# THE PROBLEM
Write the line that includes "written like (282,468)." and all subsequent lines, exactly as written, and nothing more.
* BEGIN DATA ENTRIES *
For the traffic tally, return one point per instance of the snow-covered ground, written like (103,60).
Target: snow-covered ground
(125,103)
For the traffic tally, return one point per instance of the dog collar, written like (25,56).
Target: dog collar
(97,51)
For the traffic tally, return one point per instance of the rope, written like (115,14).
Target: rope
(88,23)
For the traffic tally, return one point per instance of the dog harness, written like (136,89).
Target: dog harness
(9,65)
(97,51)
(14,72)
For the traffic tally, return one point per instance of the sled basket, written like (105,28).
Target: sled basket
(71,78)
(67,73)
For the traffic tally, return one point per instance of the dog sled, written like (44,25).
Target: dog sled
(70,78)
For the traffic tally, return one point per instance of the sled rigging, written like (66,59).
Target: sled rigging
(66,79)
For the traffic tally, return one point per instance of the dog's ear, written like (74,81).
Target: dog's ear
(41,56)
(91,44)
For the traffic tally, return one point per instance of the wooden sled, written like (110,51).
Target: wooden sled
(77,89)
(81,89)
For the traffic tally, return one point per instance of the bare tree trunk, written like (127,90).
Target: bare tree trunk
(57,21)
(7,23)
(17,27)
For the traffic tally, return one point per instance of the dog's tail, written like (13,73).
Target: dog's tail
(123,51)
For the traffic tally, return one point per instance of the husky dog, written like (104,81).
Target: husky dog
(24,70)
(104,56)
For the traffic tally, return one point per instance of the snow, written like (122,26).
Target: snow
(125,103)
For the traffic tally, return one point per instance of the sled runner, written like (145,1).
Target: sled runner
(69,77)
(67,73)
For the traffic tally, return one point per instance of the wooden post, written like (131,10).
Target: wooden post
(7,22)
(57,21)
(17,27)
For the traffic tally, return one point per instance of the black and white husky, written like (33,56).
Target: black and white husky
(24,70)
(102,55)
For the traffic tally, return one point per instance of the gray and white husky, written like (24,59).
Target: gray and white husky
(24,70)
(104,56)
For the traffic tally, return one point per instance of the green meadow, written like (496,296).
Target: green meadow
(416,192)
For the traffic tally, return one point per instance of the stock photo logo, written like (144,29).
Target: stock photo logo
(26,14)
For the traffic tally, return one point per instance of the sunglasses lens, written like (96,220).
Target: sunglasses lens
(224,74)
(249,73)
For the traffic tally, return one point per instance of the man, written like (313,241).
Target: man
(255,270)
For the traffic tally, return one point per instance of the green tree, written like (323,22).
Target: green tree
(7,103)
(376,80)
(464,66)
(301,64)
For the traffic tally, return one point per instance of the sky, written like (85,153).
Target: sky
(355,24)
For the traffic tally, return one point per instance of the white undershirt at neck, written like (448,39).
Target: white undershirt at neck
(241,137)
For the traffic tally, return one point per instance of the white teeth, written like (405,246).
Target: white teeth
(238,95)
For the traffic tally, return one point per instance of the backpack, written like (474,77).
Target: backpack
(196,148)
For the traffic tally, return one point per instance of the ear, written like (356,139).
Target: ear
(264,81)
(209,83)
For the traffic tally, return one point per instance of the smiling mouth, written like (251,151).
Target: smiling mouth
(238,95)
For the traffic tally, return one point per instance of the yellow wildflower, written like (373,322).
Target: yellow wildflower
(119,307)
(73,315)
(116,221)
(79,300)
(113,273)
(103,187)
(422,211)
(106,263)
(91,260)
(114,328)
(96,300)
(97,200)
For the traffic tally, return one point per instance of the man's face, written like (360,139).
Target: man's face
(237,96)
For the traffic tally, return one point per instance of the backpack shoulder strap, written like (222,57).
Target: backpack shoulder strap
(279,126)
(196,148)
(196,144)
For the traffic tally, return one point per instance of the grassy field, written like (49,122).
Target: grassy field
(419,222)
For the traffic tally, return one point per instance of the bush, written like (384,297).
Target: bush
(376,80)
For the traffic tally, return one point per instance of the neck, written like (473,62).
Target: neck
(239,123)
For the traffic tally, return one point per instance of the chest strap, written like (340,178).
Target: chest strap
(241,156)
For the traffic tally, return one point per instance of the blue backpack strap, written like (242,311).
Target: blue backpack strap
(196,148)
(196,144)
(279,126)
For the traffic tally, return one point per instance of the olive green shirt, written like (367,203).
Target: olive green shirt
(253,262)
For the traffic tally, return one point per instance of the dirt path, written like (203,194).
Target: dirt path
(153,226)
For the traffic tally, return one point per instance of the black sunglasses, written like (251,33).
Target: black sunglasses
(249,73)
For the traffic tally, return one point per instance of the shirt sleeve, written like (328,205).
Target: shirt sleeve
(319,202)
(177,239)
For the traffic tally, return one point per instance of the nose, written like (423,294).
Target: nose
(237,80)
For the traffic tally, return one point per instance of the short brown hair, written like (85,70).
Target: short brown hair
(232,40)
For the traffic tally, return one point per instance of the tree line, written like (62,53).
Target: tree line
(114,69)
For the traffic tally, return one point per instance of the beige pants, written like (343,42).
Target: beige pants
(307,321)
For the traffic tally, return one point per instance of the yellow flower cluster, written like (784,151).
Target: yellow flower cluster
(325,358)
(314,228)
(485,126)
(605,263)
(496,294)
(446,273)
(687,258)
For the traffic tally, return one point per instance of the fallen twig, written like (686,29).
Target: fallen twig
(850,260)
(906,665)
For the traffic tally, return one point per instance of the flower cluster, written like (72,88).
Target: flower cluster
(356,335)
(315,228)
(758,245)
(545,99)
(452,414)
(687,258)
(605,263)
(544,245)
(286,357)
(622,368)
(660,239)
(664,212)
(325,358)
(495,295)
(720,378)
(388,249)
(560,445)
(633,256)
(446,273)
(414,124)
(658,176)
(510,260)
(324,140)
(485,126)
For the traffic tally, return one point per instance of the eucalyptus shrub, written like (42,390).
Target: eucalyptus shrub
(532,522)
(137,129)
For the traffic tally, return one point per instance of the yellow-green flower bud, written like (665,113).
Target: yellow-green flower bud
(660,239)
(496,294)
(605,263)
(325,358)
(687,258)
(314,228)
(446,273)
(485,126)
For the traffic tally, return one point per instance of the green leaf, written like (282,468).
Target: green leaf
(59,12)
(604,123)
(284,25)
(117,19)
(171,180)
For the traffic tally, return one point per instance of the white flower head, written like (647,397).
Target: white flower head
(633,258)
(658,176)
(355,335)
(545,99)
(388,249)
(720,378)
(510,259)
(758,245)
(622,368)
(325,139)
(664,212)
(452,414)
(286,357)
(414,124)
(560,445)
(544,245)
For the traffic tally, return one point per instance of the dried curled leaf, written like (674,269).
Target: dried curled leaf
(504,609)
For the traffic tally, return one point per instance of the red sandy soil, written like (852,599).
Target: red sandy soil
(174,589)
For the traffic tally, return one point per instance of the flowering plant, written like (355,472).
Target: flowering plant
* END DATA ENTRIES *
# ANSWER BELOW
For the traffic tally, return one point per instance of the green leaf, written like (282,468).
Target: green leaf
(59,12)
(604,123)
(284,25)
(117,19)
(171,180)
For the traffic tally, return one point per instance of the white flower head, written like (647,397).
Target: white flower head
(633,258)
(658,176)
(355,335)
(545,99)
(388,249)
(720,378)
(510,259)
(758,245)
(622,368)
(325,139)
(664,212)
(452,414)
(286,357)
(414,124)
(560,445)
(544,245)
For the traffic tally, return one point per instance of the dried curled leaf, written like (674,269).
Target: dried curled leaf
(504,609)
For the traffic tally, return one point per instance of the red sandy soil, written like (852,599).
Target: red sandy soil
(174,589)
For the traffic tally, return one point per instance of the flowering plant, written like (355,472).
Target: flowering plant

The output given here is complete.